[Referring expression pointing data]
::::::::::

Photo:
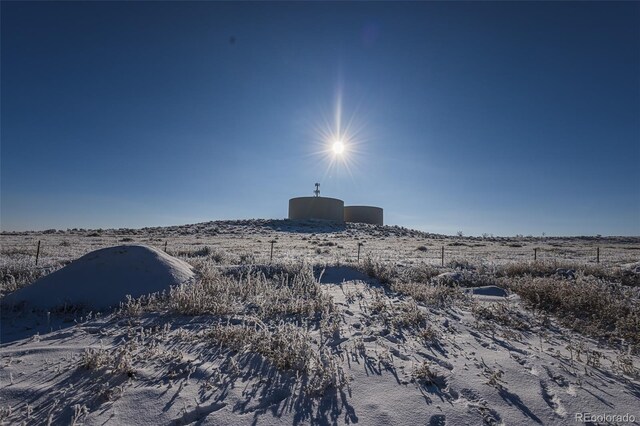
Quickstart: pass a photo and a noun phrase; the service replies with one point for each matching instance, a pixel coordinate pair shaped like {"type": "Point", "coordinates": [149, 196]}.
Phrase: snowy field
{"type": "Point", "coordinates": [281, 323]}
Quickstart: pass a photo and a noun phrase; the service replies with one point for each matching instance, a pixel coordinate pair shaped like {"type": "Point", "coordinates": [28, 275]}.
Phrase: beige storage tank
{"type": "Point", "coordinates": [316, 208]}
{"type": "Point", "coordinates": [363, 214]}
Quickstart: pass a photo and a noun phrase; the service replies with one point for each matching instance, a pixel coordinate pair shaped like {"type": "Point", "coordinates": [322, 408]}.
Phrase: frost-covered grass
{"type": "Point", "coordinates": [261, 340]}
{"type": "Point", "coordinates": [587, 304]}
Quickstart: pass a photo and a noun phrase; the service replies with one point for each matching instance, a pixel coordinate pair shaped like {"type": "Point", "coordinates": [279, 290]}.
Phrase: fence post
{"type": "Point", "coordinates": [271, 254]}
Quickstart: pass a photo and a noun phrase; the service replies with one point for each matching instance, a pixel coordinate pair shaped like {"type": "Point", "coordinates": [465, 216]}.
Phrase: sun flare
{"type": "Point", "coordinates": [338, 147]}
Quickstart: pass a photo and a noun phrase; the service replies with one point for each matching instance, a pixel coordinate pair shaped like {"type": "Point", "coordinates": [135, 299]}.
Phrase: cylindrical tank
{"type": "Point", "coordinates": [363, 214]}
{"type": "Point", "coordinates": [316, 208]}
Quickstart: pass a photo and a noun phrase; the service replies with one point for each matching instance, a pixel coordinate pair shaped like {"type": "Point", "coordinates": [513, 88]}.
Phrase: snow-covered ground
{"type": "Point", "coordinates": [251, 345]}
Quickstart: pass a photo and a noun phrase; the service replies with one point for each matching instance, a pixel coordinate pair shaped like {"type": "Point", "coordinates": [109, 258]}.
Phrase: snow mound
{"type": "Point", "coordinates": [489, 290]}
{"type": "Point", "coordinates": [103, 278]}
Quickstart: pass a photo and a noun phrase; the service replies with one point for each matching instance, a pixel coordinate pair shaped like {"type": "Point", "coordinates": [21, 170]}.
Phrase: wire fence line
{"type": "Point", "coordinates": [343, 250]}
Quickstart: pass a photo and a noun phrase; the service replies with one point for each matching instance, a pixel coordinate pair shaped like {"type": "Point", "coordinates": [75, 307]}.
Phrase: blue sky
{"type": "Point", "coordinates": [503, 118]}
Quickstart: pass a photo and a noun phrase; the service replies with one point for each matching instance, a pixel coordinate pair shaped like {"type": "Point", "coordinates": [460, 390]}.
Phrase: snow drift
{"type": "Point", "coordinates": [104, 278]}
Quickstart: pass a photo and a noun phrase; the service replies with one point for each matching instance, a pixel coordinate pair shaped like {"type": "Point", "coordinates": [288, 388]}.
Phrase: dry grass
{"type": "Point", "coordinates": [586, 304]}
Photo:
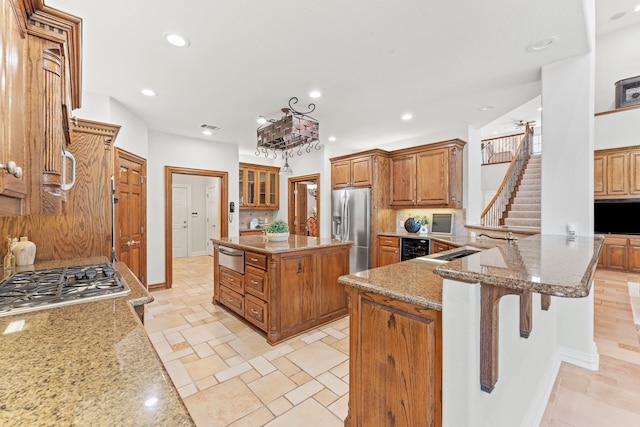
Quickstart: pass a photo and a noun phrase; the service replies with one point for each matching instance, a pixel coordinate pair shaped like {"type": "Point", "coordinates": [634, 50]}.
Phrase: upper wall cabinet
{"type": "Point", "coordinates": [259, 187]}
{"type": "Point", "coordinates": [617, 173]}
{"type": "Point", "coordinates": [40, 62]}
{"type": "Point", "coordinates": [428, 176]}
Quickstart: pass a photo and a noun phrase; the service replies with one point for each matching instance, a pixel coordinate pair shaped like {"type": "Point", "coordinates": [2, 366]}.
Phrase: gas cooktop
{"type": "Point", "coordinates": [36, 290]}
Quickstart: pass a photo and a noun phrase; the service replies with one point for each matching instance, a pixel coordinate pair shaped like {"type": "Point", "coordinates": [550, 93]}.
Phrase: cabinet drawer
{"type": "Point", "coordinates": [256, 311]}
{"type": "Point", "coordinates": [232, 299]}
{"type": "Point", "coordinates": [389, 241]}
{"type": "Point", "coordinates": [255, 282]}
{"type": "Point", "coordinates": [256, 260]}
{"type": "Point", "coordinates": [232, 279]}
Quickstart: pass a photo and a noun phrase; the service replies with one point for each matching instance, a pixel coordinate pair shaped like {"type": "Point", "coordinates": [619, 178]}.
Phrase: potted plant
{"type": "Point", "coordinates": [277, 231]}
{"type": "Point", "coordinates": [423, 221]}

::::::::::

When you copy the records above, keep every word exact and leave out the pictures they contain.

ANSWER TO THIS EXERCISE ▸
Photo:
Quickstart: pass a photo and a noun phrase; the service replies with one point for each matching instance, a pixel coordinate pair shaped like {"type": "Point", "coordinates": [149, 196]}.
Phrase: snowy field
{"type": "Point", "coordinates": [281, 323]}
Quickstart: pass a photo and a noun phrase; the service replies with one point for each matching instance, a pixel coordinate pair shaped like {"type": "Point", "coordinates": [28, 275]}.
Phrase: beige storage tank
{"type": "Point", "coordinates": [316, 208]}
{"type": "Point", "coordinates": [363, 214]}
Quickstart: pass a photo and a noun phrase; the service replies with one point for each matching instance, a pixel coordinate pair shaped like {"type": "Point", "coordinates": [322, 408]}.
Phrase: frost-covered grass
{"type": "Point", "coordinates": [261, 340]}
{"type": "Point", "coordinates": [587, 304]}
Quickstart: pass a photo and a noun phrase; the service replies with one point for each matching instance, a pixel coordinate pair shaped like {"type": "Point", "coordinates": [279, 290]}.
Phrase: fence post
{"type": "Point", "coordinates": [271, 254]}
Quickstart: pass a photo and a noun phrase; the service replies with one point for each matching instance, a pixel coordinate pair shaped like {"type": "Point", "coordinates": [465, 216]}.
Phrase: sun flare
{"type": "Point", "coordinates": [338, 147]}
Quickstart: pass a photo and a noun phrase; the service replies with one point for each matching instance, a pixel coordinate pair shaped like {"type": "Point", "coordinates": [135, 299]}.
Phrase: cylindrical tank
{"type": "Point", "coordinates": [363, 214]}
{"type": "Point", "coordinates": [316, 208]}
Quickstart: pass a photo and a noun phrase; the service replies with one point for each matching instance, a pixel coordinate pair shaped like {"type": "Point", "coordinates": [513, 88]}.
Phrase: snow-covered ground
{"type": "Point", "coordinates": [251, 345]}
Quickstart: pass a photo and a noun phrase; the service replies with one point for each matching instance, a pixel coordinate pair shaped like {"type": "Point", "coordinates": [109, 258]}.
Phrase: snow mound
{"type": "Point", "coordinates": [489, 290]}
{"type": "Point", "coordinates": [103, 278]}
Quickstart: pass a photo and a noun phrase; the service replies with one point for each matching instance, a pixel coordinate pair shaped like {"type": "Point", "coordinates": [21, 170]}.
Phrase: wire fence line
{"type": "Point", "coordinates": [343, 250]}
Quickstart: pass a photo and a noun phrase; the service replies with one point for each matching instance, a pixel coordinate pair shaped like {"type": "Point", "coordinates": [75, 307]}.
Phrase: blue sky
{"type": "Point", "coordinates": [503, 118]}
Quickstart: pass a photo and a noun phrase; the service replies with one point for each matching instance, a pixel coordinate pair shaped like {"type": "Point", "coordinates": [460, 390]}.
Phrase: snow drift
{"type": "Point", "coordinates": [104, 278]}
Quickstart: pass a photo and a noun phrase; the service replies with one point for each matching instance, a pixel coordinate pair shaped like {"type": "Point", "coordinates": [288, 388]}.
Phrase: dry grass
{"type": "Point", "coordinates": [586, 304]}
Photo:
Quickstart: pass a photo and a noun phrase; the service replies with one point for each matching instance, a pixel coordinate pair shaped like {"type": "Point", "coordinates": [634, 50]}.
Phrase: upper wall cabinet
{"type": "Point", "coordinates": [259, 187]}
{"type": "Point", "coordinates": [617, 173]}
{"type": "Point", "coordinates": [40, 62]}
{"type": "Point", "coordinates": [428, 176]}
Quickstart: pass a photo and a noun phrase; the service replies with one point for each matching instance, a pixel coordinate pair shaped like {"type": "Point", "coordinates": [2, 366]}.
Phrase: gas cooktop
{"type": "Point", "coordinates": [36, 290]}
Quickstart: pass a photo and a noun phrase; the service replies with one point for each matching instance, a pixel coordinate pair shaped like {"type": "Point", "coordinates": [550, 93]}.
Phrase: cabinet drawer
{"type": "Point", "coordinates": [256, 311]}
{"type": "Point", "coordinates": [232, 299]}
{"type": "Point", "coordinates": [389, 241]}
{"type": "Point", "coordinates": [255, 282]}
{"type": "Point", "coordinates": [256, 260]}
{"type": "Point", "coordinates": [232, 279]}
Quickstart: pass a photo and a noun phrase; the service replies with one point for each matching instance, a pixel coordinate pair shaped like {"type": "Point", "coordinates": [619, 178]}.
Phrase: potted plant
{"type": "Point", "coordinates": [277, 231]}
{"type": "Point", "coordinates": [423, 221]}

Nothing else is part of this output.